> [Activity]: The response should be an exact transcription of the data below, free of images.

> [Records provided]:

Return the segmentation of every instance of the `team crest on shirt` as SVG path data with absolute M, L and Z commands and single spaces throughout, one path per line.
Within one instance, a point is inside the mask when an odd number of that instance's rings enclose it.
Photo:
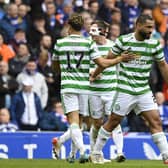
M 120 110 L 120 105 L 119 105 L 119 104 L 115 104 L 114 109 L 115 109 L 116 111 L 119 111 L 119 110 Z

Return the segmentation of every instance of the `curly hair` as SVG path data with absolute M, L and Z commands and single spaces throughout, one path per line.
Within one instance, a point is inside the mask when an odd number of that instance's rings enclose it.
M 68 24 L 76 31 L 80 31 L 84 25 L 84 19 L 78 13 L 73 13 L 69 20 Z

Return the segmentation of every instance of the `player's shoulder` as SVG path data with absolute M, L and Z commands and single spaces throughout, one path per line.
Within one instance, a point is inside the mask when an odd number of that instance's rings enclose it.
M 128 41 L 132 40 L 133 38 L 134 38 L 134 34 L 133 33 L 129 33 L 129 34 L 120 35 L 117 39 L 121 43 L 124 43 L 124 42 L 128 42 Z
M 83 40 L 85 40 L 88 43 L 94 42 L 93 39 L 90 36 L 89 37 L 83 37 Z
M 63 42 L 65 42 L 67 39 L 68 39 L 68 36 L 67 36 L 67 37 L 59 38 L 59 39 L 57 39 L 56 43 L 57 43 L 57 44 L 63 43 Z
M 160 45 L 160 41 L 158 39 L 155 39 L 151 37 L 150 39 L 147 39 L 146 42 L 150 45 L 153 45 L 154 47 L 157 47 Z

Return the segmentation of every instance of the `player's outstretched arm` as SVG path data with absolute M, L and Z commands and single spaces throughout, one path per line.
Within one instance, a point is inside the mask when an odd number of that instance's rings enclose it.
M 137 55 L 124 51 L 120 56 L 114 56 L 111 52 L 108 53 L 106 58 L 99 57 L 94 60 L 98 65 L 96 70 L 91 74 L 90 81 L 94 81 L 97 75 L 99 75 L 105 68 L 114 66 L 120 62 L 128 62 L 130 60 L 136 59 Z

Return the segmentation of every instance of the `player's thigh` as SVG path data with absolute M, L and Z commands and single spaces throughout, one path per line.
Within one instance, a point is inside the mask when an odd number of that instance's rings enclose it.
M 112 105 L 112 112 L 125 116 L 136 106 L 136 98 L 134 95 L 118 92 Z
M 143 111 L 158 110 L 158 105 L 152 92 L 137 96 L 137 101 L 138 103 L 135 109 L 136 114 L 139 114 Z
M 89 95 L 90 115 L 93 119 L 100 119 L 104 115 L 101 96 Z
M 109 116 L 112 112 L 114 94 L 103 95 L 101 96 L 101 99 L 104 105 L 104 113 L 105 115 Z
M 70 112 L 79 111 L 79 96 L 73 93 L 62 94 L 62 103 L 65 114 Z
M 89 114 L 89 95 L 79 95 L 79 114 L 84 117 L 90 116 Z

> [Task output]:
Return the segmentation of every instance of the `team crest on shirt` as SVG path data with absolute M, L and Z commands and single spaces throughout, one path per line.
Within one instance, a point is inside the mask when an odd number of that instance's rings enclose it.
Photo:
M 120 110 L 120 105 L 119 105 L 119 104 L 115 104 L 114 109 L 115 109 L 116 111 L 119 111 L 119 110 Z

Return the segmentation of every instance of the `curly hair` as SVG path data with absolute M, L and Z commands and single spaces throughout, one path per line.
Within one instance, a point is inside the mask when an odd number of that instance's rings enclose it.
M 68 24 L 76 31 L 80 31 L 84 25 L 84 19 L 78 13 L 73 13 L 69 20 Z

Return the segmentation of every instance of the `player's shoulder` as SVG path data with absolute M, L and Z commands and single spaces throughout, one path per line.
Within one instance, a point is inside the mask when an odd number of that instance's rings enclose it.
M 128 41 L 132 40 L 133 38 L 134 38 L 134 34 L 133 33 L 129 33 L 129 34 L 120 35 L 117 39 L 121 43 L 124 43 L 124 42 L 128 42 Z
M 83 40 L 85 40 L 88 43 L 94 42 L 93 39 L 90 36 L 89 37 L 83 37 Z
M 63 42 L 65 42 L 67 39 L 68 39 L 68 36 L 67 36 L 67 37 L 59 38 L 59 39 L 57 39 L 56 43 L 57 43 L 57 44 L 63 43 Z
M 160 45 L 160 41 L 158 39 L 155 39 L 151 37 L 150 39 L 147 39 L 146 42 L 150 45 L 153 45 L 154 47 L 157 47 Z

Return the segmentation of every instance of the `player's outstretched arm` as SVG path data with absolute M, L and Z commands and single spaces throughout, one path per line.
Within one instance, a point is inside the mask when an odd number of that instance's rings enclose it.
M 137 55 L 124 51 L 120 56 L 114 56 L 111 52 L 108 53 L 106 58 L 99 57 L 94 60 L 98 65 L 96 70 L 91 74 L 90 81 L 94 81 L 97 75 L 99 75 L 105 68 L 114 66 L 120 62 L 128 62 L 130 60 L 136 59 Z

Return the segmentation of every instance of the `player's thigh` as SVG path data with absolute M, L and Z commands and single spaces throughout, one path per line.
Within one instance, a point is inside the mask when an odd number of that instance's rings enclose it.
M 112 105 L 112 112 L 125 116 L 136 106 L 136 98 L 134 95 L 118 92 Z
M 143 111 L 158 110 L 158 105 L 152 92 L 137 96 L 137 101 L 138 103 L 135 109 L 136 114 L 139 114 Z
M 89 95 L 90 115 L 93 119 L 100 119 L 104 115 L 101 96 Z
M 109 116 L 112 112 L 114 94 L 103 95 L 101 96 L 101 99 L 104 105 L 104 113 L 105 115 Z
M 70 112 L 79 111 L 79 96 L 73 93 L 62 94 L 62 103 L 65 114 Z
M 89 114 L 89 95 L 79 95 L 79 114 L 84 117 L 90 116 Z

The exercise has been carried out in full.